Records excerpted from a collection:
◆ ◆ ◆ ◆ ◆ ◆ ◆

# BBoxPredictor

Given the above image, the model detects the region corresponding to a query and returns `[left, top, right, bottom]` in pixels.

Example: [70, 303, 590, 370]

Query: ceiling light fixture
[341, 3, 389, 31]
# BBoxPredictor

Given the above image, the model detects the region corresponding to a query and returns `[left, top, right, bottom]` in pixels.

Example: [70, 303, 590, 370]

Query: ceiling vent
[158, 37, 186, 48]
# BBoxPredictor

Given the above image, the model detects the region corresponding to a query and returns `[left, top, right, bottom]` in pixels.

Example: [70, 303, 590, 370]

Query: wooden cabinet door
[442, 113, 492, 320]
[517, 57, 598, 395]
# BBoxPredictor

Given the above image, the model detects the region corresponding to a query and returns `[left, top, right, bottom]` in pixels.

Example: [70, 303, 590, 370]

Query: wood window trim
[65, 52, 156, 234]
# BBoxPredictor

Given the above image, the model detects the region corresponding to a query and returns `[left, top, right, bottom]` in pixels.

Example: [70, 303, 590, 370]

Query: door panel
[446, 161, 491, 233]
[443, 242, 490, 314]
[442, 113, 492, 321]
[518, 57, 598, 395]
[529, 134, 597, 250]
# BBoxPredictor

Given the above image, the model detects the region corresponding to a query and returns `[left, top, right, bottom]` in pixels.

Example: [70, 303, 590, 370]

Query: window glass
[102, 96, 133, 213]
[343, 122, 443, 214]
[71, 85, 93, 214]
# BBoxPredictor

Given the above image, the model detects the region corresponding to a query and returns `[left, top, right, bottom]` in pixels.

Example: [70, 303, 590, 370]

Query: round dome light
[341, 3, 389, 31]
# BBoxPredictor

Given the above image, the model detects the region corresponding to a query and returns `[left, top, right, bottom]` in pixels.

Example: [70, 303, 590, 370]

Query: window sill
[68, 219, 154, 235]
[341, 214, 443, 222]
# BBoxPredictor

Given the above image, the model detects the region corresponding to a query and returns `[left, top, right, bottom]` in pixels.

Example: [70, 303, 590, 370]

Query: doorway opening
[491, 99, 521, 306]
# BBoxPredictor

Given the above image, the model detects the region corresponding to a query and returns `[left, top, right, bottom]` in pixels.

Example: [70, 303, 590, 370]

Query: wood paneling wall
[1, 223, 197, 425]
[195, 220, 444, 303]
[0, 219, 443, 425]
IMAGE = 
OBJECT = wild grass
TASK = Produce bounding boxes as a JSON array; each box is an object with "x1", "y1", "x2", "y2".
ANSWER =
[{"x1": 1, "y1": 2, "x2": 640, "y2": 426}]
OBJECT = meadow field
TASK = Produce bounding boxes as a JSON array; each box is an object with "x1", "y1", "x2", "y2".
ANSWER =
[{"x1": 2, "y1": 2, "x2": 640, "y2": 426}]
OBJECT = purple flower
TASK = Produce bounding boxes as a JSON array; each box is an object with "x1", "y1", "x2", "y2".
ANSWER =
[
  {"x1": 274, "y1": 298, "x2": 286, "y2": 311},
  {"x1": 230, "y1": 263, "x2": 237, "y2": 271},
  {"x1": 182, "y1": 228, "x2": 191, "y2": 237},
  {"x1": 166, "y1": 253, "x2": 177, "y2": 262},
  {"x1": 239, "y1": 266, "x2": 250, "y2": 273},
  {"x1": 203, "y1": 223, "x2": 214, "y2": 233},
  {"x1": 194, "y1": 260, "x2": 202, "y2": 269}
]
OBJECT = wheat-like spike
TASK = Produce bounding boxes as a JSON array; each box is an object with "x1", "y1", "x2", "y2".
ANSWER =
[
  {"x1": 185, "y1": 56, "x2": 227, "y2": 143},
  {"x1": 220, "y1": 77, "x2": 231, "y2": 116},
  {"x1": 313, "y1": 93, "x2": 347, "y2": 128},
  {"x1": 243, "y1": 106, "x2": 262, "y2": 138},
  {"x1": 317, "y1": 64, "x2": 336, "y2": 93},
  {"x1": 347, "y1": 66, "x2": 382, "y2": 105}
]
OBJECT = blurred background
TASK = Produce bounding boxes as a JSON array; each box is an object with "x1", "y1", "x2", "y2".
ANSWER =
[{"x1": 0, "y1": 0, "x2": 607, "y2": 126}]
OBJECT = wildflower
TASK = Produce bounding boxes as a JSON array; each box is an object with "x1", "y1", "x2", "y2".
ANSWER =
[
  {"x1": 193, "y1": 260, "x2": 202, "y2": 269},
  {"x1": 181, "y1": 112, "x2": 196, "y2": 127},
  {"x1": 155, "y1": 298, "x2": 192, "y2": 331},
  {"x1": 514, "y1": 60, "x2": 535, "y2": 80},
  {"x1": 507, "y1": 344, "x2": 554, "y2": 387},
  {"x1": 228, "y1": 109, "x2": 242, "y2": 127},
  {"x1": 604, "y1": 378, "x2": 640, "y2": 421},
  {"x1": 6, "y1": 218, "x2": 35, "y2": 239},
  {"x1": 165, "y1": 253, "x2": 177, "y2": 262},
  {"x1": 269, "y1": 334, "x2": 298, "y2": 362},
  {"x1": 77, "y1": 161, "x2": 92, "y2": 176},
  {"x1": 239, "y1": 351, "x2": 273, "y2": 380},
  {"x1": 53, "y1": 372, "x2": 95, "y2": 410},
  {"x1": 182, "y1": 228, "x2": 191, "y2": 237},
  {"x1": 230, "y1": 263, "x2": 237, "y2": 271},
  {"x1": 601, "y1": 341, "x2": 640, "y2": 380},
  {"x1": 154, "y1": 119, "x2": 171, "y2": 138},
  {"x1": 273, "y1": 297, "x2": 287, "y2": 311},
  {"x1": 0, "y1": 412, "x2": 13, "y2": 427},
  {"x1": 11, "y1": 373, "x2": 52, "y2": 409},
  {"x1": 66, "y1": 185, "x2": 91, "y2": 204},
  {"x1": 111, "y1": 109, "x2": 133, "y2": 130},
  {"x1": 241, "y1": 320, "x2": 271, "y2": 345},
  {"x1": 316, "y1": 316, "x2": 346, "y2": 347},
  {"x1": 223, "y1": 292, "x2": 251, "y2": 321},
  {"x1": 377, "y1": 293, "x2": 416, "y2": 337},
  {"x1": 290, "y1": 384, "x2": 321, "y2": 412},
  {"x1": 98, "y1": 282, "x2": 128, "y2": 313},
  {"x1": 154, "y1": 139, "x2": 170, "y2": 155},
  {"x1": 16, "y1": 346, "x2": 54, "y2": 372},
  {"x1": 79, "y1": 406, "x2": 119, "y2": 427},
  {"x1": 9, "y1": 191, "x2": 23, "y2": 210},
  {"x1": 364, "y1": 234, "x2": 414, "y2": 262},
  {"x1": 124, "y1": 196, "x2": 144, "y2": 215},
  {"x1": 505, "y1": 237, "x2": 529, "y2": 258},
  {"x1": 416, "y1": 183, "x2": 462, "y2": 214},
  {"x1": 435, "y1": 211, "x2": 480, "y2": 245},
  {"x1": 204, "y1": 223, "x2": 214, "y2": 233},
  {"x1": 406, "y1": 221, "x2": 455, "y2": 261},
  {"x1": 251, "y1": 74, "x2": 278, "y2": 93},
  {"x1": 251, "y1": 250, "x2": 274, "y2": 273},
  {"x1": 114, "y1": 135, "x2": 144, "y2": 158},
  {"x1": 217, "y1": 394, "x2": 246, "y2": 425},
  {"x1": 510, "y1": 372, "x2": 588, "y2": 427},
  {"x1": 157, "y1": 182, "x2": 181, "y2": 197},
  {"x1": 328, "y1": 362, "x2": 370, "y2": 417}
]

◆ ◆ ◆ ◆ ◆ ◆ ◆

# Brief
Print the data word for word.

# Exercise output
# BBoxPredictor

Given the above image, the model detects the region corresponding to a query and returns `[left, top, right, bottom]` in pixels.

Example: [70, 303, 590, 370]

Query: ceiling light fixture
[341, 3, 389, 31]
# BBoxPredictor

Given the above image, the model detects the region corresponding to a query and returns `[left, top, right, bottom]` in pixels.

Example: [70, 303, 590, 370]

Query: ceiling vent
[158, 37, 186, 48]
# BBoxPredictor

Given the above image, the model detects the region corresponding to a query and returns `[left, top, right, bottom]` in pixels.

Example: [70, 303, 590, 370]

Query: wooden cabinet door
[442, 113, 492, 320]
[517, 57, 598, 395]
# BBoxPredictor

Given the above image, the model detects the region corresponding to a query and returns `[left, top, right, bottom]` in pixels.

Example: [70, 303, 590, 370]

Query: wood window trim
[65, 52, 156, 234]
# BBoxPredictor

Given the above image, the model detects the region corresponding to a query and returns `[left, top, right, bottom]` in pixels.

Example: [70, 303, 590, 370]

Query: door panel
[446, 161, 491, 233]
[443, 242, 490, 314]
[442, 113, 492, 321]
[518, 57, 598, 395]
[529, 134, 597, 250]
# BBoxPredictor

Given the above image, the model detects the region corresponding to a query and returns `[left, top, right, bottom]` in pixels.

Example: [70, 303, 590, 370]

Query: window glass
[102, 96, 133, 213]
[343, 122, 443, 214]
[71, 85, 93, 214]
# BBoxPredictor

Given the above image, the model detects the region corresponding to a query and returns `[left, top, right, bottom]` in pixels.

Example: [70, 303, 590, 370]

Query: round dome light
[341, 3, 389, 31]
# BBoxPredictor

Given the above image, the model detects the region corresponding to a query and returns `[left, top, right, bottom]` in pixels.

Example: [70, 303, 590, 370]

Query: window sill
[68, 219, 154, 235]
[341, 214, 443, 222]
# BBoxPredictor

Given the above image, the model detects the region corresponding to a query and returns `[left, top, right, bottom]` in pixels.

Example: [70, 303, 590, 370]

Query: doorway opening
[491, 99, 521, 306]
# BBoxPredictor

Given the above image, the model detects the region corresponding to a query and returns `[left, top, right, bottom]` in pixels.

Example: [70, 303, 590, 370]

Query: wood paneling wall
[1, 223, 197, 425]
[195, 220, 444, 303]
[0, 219, 443, 425]
IMAGE = 
OBJECT = wild grass
TASK = Produce bounding boxes as a JSON array; each box is an object with "x1", "y1", "x2", "y2".
ANSWER =
[{"x1": 1, "y1": 2, "x2": 640, "y2": 426}]
OBJECT = meadow field
TASK = Produce bounding boxes as a JSON array; each box is an object with "x1", "y1", "x2", "y2".
ANSWER =
[{"x1": 2, "y1": 2, "x2": 640, "y2": 426}]
OBJECT = purple flower
TASK = Produce bounding boxes as a JSON array; each box is an object with "x1", "y1", "x2", "y2".
ANSWER =
[
  {"x1": 274, "y1": 298, "x2": 286, "y2": 311},
  {"x1": 230, "y1": 263, "x2": 237, "y2": 271},
  {"x1": 182, "y1": 228, "x2": 191, "y2": 237},
  {"x1": 166, "y1": 253, "x2": 177, "y2": 262},
  {"x1": 239, "y1": 266, "x2": 250, "y2": 273},
  {"x1": 203, "y1": 223, "x2": 214, "y2": 233},
  {"x1": 194, "y1": 260, "x2": 202, "y2": 269}
]
OBJECT = wheat-like spike
TASK = Produce bounding boxes as a JSON array; each box is an object with "x1", "y1", "x2", "y2".
ANSWER =
[
  {"x1": 185, "y1": 56, "x2": 227, "y2": 143},
  {"x1": 220, "y1": 77, "x2": 231, "y2": 116},
  {"x1": 313, "y1": 93, "x2": 347, "y2": 128},
  {"x1": 243, "y1": 106, "x2": 262, "y2": 138},
  {"x1": 317, "y1": 64, "x2": 336, "y2": 93},
  {"x1": 347, "y1": 66, "x2": 382, "y2": 105}
]
OBJECT = blurred background
TASK = Produce bounding boxes as a JSON array; each box is an object with "x1", "y1", "x2", "y2".
ANSWER =
[{"x1": 0, "y1": 0, "x2": 607, "y2": 126}]
OBJECT = wildflower
TASK = Produce bounding boxes as a JSON array; each box is an object with "x1", "y1", "x2", "y2".
ANSWER =
[
  {"x1": 193, "y1": 260, "x2": 202, "y2": 269},
  {"x1": 181, "y1": 112, "x2": 196, "y2": 127},
  {"x1": 155, "y1": 298, "x2": 192, "y2": 331},
  {"x1": 514, "y1": 60, "x2": 535, "y2": 80},
  {"x1": 507, "y1": 344, "x2": 554, "y2": 387},
  {"x1": 228, "y1": 109, "x2": 242, "y2": 127},
  {"x1": 604, "y1": 378, "x2": 640, "y2": 421},
  {"x1": 6, "y1": 218, "x2": 35, "y2": 239},
  {"x1": 165, "y1": 253, "x2": 177, "y2": 262},
  {"x1": 269, "y1": 334, "x2": 298, "y2": 362},
  {"x1": 77, "y1": 161, "x2": 92, "y2": 176},
  {"x1": 239, "y1": 351, "x2": 273, "y2": 380},
  {"x1": 53, "y1": 372, "x2": 95, "y2": 410},
  {"x1": 182, "y1": 228, "x2": 191, "y2": 237},
  {"x1": 230, "y1": 263, "x2": 237, "y2": 271},
  {"x1": 601, "y1": 341, "x2": 640, "y2": 380},
  {"x1": 154, "y1": 119, "x2": 171, "y2": 138},
  {"x1": 273, "y1": 297, "x2": 287, "y2": 311},
  {"x1": 0, "y1": 412, "x2": 13, "y2": 427},
  {"x1": 11, "y1": 373, "x2": 52, "y2": 409},
  {"x1": 66, "y1": 185, "x2": 91, "y2": 204},
  {"x1": 111, "y1": 109, "x2": 133, "y2": 130},
  {"x1": 241, "y1": 320, "x2": 271, "y2": 345},
  {"x1": 316, "y1": 316, "x2": 346, "y2": 347},
  {"x1": 223, "y1": 292, "x2": 251, "y2": 321},
  {"x1": 377, "y1": 293, "x2": 416, "y2": 337},
  {"x1": 290, "y1": 384, "x2": 321, "y2": 412},
  {"x1": 98, "y1": 282, "x2": 128, "y2": 313},
  {"x1": 154, "y1": 139, "x2": 170, "y2": 155},
  {"x1": 16, "y1": 346, "x2": 54, "y2": 372},
  {"x1": 79, "y1": 406, "x2": 119, "y2": 427},
  {"x1": 9, "y1": 191, "x2": 23, "y2": 210},
  {"x1": 364, "y1": 234, "x2": 414, "y2": 262},
  {"x1": 124, "y1": 196, "x2": 144, "y2": 215},
  {"x1": 505, "y1": 237, "x2": 529, "y2": 258},
  {"x1": 416, "y1": 183, "x2": 462, "y2": 214},
  {"x1": 435, "y1": 211, "x2": 480, "y2": 245},
  {"x1": 204, "y1": 223, "x2": 214, "y2": 233},
  {"x1": 406, "y1": 221, "x2": 455, "y2": 261},
  {"x1": 251, "y1": 74, "x2": 278, "y2": 93},
  {"x1": 251, "y1": 250, "x2": 274, "y2": 273},
  {"x1": 114, "y1": 135, "x2": 144, "y2": 158},
  {"x1": 217, "y1": 394, "x2": 246, "y2": 425},
  {"x1": 510, "y1": 372, "x2": 588, "y2": 427},
  {"x1": 157, "y1": 182, "x2": 181, "y2": 197},
  {"x1": 328, "y1": 362, "x2": 370, "y2": 417}
]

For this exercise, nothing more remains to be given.